## What is being asked
All of the data below must be repeated exactly.

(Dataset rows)
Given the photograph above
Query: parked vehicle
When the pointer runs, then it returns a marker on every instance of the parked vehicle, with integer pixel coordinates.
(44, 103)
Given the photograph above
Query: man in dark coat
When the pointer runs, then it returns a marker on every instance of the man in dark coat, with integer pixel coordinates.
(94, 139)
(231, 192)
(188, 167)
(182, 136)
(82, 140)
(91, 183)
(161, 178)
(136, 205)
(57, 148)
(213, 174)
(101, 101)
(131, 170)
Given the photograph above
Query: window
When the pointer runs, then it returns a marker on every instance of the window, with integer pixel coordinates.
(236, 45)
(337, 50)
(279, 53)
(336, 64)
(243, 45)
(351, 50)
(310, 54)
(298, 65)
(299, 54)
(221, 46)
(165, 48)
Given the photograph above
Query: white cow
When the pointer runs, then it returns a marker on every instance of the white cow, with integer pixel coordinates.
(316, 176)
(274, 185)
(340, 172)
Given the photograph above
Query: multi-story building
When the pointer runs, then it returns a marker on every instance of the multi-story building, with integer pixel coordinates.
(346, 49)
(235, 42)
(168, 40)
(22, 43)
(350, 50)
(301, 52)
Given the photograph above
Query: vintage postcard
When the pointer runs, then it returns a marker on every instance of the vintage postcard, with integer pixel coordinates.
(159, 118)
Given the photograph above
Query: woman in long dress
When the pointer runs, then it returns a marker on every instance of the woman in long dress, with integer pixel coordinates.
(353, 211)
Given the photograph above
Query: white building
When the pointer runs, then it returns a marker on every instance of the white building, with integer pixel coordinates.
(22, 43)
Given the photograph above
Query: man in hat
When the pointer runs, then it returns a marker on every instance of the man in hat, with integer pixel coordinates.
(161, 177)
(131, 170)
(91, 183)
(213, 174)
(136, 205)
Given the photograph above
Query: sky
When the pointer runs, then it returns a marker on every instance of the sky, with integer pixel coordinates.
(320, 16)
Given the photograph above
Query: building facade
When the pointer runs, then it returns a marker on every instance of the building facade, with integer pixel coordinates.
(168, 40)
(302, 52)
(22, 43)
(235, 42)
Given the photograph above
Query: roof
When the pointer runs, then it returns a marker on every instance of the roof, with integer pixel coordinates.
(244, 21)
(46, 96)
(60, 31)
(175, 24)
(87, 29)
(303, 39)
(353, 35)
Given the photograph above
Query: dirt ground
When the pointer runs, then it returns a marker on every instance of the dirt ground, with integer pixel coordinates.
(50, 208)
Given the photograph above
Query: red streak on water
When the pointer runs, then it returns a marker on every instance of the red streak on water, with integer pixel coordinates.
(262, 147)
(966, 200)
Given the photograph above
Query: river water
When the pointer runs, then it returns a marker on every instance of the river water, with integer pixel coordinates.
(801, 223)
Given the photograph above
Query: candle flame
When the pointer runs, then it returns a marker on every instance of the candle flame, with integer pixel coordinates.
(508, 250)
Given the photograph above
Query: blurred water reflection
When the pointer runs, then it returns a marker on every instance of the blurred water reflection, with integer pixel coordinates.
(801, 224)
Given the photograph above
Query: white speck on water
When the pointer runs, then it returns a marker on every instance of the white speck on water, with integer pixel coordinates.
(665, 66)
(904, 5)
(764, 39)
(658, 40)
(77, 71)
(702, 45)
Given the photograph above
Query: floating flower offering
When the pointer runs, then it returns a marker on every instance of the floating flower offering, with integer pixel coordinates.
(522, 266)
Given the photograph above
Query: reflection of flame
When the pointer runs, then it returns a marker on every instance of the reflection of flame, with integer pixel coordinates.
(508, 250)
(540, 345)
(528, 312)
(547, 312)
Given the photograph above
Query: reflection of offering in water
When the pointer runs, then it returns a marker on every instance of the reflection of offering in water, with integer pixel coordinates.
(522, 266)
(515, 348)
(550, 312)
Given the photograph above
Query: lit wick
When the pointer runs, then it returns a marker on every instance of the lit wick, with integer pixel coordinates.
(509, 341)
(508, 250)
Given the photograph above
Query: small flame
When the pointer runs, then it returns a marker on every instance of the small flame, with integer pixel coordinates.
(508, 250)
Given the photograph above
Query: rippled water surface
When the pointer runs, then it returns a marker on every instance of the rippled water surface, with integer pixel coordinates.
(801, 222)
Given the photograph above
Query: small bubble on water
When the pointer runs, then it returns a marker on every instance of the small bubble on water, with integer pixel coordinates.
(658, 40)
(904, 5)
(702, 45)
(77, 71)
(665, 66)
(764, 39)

## Written solution
Given the photograph above
Query: parked vehicle
When the pointer runs, then it returns a marker on every instance of the parked vehicle, with integer pixel coordinates.
(44, 103)
Given the photograph above
Query: man in dark coat
When the pointer runs, then it returns a marker on every instance of the man in dark coat, with integer pixel coordinates.
(94, 139)
(231, 192)
(188, 167)
(182, 136)
(82, 140)
(91, 183)
(161, 178)
(136, 205)
(57, 148)
(213, 174)
(101, 101)
(131, 170)
Given the photograph above
Query: window
When the pointer runs, then it returns a marker on every instance of the window, with integer pixel coordinates.
(236, 45)
(337, 50)
(279, 53)
(336, 64)
(243, 45)
(351, 50)
(310, 54)
(298, 65)
(299, 54)
(221, 46)
(165, 48)
Given the photograph above
Query: white cow
When the pointer runs, then it returns a marker on every instance of the white cow, with integer pixel coordinates.
(316, 176)
(274, 185)
(340, 172)
Given the photograph above
Query: multi-story building
When the pointer runs, then it returns a marker on every instance of the multi-story building, with integer pixel coordinates.
(346, 49)
(235, 42)
(168, 40)
(22, 43)
(350, 50)
(301, 52)
Given the photograph above
Query: vintage postcard
When the pointer runs, then it returns a marker on every instance of the vintage postcard, with integer pixel coordinates.
(159, 118)
Given the photograph above
Query: woman in long dress
When the pointer runs, then it returns a marker on every instance of the woman in long dress, with integer pixel coordinates.
(353, 211)
Given the photograph above
Query: white building
When the pointer runs, then it returns a marker on every instance of the white building, with integer pixel coordinates.
(22, 43)
Given the photograph above
Query: man in hat
When the pointer runs, then it returns a marker on every instance of the man in hat, with integer pixel coordinates.
(161, 177)
(131, 170)
(91, 183)
(213, 174)
(136, 205)
Given the photograph above
Query: sky
When the pointer runs, then it returns a marker on every instance of the sky, with integer pixel coordinates.
(320, 16)
Given the photograph above
Query: building facade
When the pointer runs, then it returns a marker on every instance of the building facade, with integer pixel coordinates.
(168, 40)
(302, 52)
(22, 43)
(235, 42)
Given the photograph above
Query: roof
When the pointer runs, then it returns a marker on every instance of the roof, with integer pixel coordinates.
(244, 21)
(46, 96)
(60, 31)
(175, 24)
(87, 29)
(303, 39)
(353, 35)
Given the photograph above
Query: dirt ground
When the pointer runs, then it returns a marker on every instance of the dirt ground, with integer pixel coordinates.
(50, 208)
Given the photograph above
Query: red streak on water
When the pointer runs, then it returns a marker on every instance of the red streak on water, with integer pixel coordinates.
(262, 147)
(966, 200)
Given the photograph above
Query: river water
When the pointer runs, then it returns a marker on every instance of the river water, with integer pixel coordinates.
(801, 223)
Given the photograph above
Query: candle flame
When the pointer runs, then it returns a marker on every instance of the candle flame, with integer pixel coordinates.
(508, 250)
Given the photograph above
Query: blurred water reflection
When the pointer runs, then it returns a marker on every instance of the blurred water reflection, with integer pixel coordinates.
(801, 224)
Given the photograph above
Query: white speck on water
When the pointer runs, then it returns a marker on every instance of the white speck on water, with integer pixel coordinates.
(665, 66)
(904, 5)
(764, 39)
(658, 40)
(77, 71)
(702, 45)
Given the photograph above
Query: floating flower offering
When the pointer runs, then it returns a marker on every instance of the floating flower offering, with integer pixel coordinates.
(522, 266)
Given the photograph above
Query: reflection of flame
When the pointer runs, then it returns a marker on every instance of the reflection of flame, with integer pixel coordinates.
(508, 250)
(540, 345)
(528, 312)
(547, 312)
Given the photograph above
Query: reflection of offering in water
When the pointer runs, then it returns a marker on every instance of the reflection of offering in water, with integer pixel coordinates.
(522, 266)
(515, 348)
(550, 312)
Given the photograph above
Query: lit wick
When the pointer runs, then it returns a marker on every instance of the lit wick, with integer pixel coordinates.
(509, 341)
(508, 250)
Given the photograph above
Query: small flame
When the pointer runs, then it returns a marker on every instance of the small flame, with integer pixel coordinates.
(508, 250)
Given the photograph above
Query: rippled water surface
When the pointer runs, then it returns a marker on every instance of the rippled water surface, with integer pixel coordinates.
(801, 222)
Given the photograph above
Query: small bubble on water
When the pointer runs, then it returns a marker on every instance of the small bubble on water, with integer pixel coordinates.
(658, 40)
(904, 5)
(702, 45)
(77, 71)
(665, 66)
(764, 39)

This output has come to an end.